• **About this task**:
While you copy the lines below, skip the pictures and keep the rest exact.

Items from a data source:
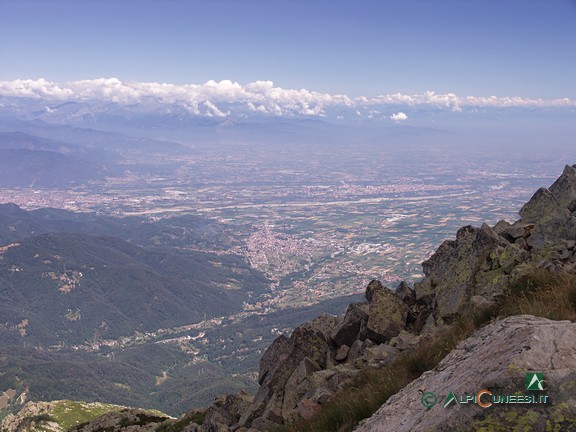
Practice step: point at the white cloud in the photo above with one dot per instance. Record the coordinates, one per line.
(399, 117)
(219, 98)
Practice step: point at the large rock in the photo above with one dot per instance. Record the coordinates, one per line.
(387, 313)
(348, 331)
(542, 207)
(564, 189)
(452, 270)
(284, 364)
(496, 359)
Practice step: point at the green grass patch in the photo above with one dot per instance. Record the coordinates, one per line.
(539, 293)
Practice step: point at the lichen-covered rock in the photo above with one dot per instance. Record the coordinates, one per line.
(342, 353)
(451, 271)
(496, 358)
(542, 207)
(284, 361)
(348, 331)
(387, 313)
(381, 354)
(406, 294)
(564, 189)
(405, 341)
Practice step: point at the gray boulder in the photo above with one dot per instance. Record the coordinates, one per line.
(348, 331)
(451, 272)
(387, 313)
(564, 189)
(495, 359)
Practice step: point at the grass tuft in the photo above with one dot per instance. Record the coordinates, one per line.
(539, 293)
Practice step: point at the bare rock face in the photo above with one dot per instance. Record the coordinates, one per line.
(496, 359)
(347, 332)
(285, 364)
(541, 207)
(451, 271)
(564, 189)
(387, 313)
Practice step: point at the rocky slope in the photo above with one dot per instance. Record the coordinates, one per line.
(494, 359)
(301, 373)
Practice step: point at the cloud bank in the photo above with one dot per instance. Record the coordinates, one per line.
(220, 99)
(399, 117)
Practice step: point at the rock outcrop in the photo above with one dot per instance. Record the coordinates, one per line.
(495, 359)
(299, 374)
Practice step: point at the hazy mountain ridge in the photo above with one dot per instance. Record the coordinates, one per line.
(301, 374)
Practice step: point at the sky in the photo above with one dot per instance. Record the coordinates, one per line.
(523, 48)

• **Solution**:
Practice step: point at the white cloud in the photo above with one dot per instance. Record the coordinates, one per line.
(399, 117)
(219, 98)
Practice step: point at the large rock in the photo above with one dot per instance. Record the coordinates, one per line.
(387, 313)
(348, 331)
(542, 207)
(564, 189)
(452, 270)
(284, 364)
(496, 359)
Practice step: point at the green grass patch in the photo above with one dot per instance. Record the coordinates, one per line.
(539, 293)
Practice step: point at the lichen-covered rock in the photo above with one dot per instance. Record the coordinates, one per line.
(342, 353)
(451, 271)
(496, 358)
(542, 207)
(284, 361)
(348, 331)
(387, 313)
(381, 354)
(406, 294)
(564, 189)
(405, 341)
Practice step: point at the gray boulder in the photo above with one dot per instance. Record the coordinates, one per line.
(348, 331)
(451, 272)
(387, 313)
(564, 189)
(495, 359)
Practice step: point at the grass tuft in the photo above with one dot per instance. Record the coordinates, one per line.
(539, 293)
Practice step: point at the bare rock face in the photo above with one dot per instance. Record the coordinates, one per line.
(496, 359)
(347, 332)
(285, 364)
(541, 207)
(451, 271)
(564, 189)
(387, 313)
Practice step: point at the rocky slope in the photo above with one dot per instance. Record the coordinates, one per line.
(494, 359)
(301, 373)
Practice step: point at the cloud bank in the photo above with one dot per instance. Record the coordinates, one per line.
(220, 99)
(399, 117)
Practice step: point at the rock outcrop in the photo above with one dot per instance. Record the coordinates, one per line.
(495, 359)
(299, 374)
Practice step: point at the hazy mountain ridge in the photo above with one dot per instance. Record the coordinates, one per line.
(301, 374)
Practice step: point at the sky in the photo above with one dot per instance. Record the coordinates, one per line.
(523, 48)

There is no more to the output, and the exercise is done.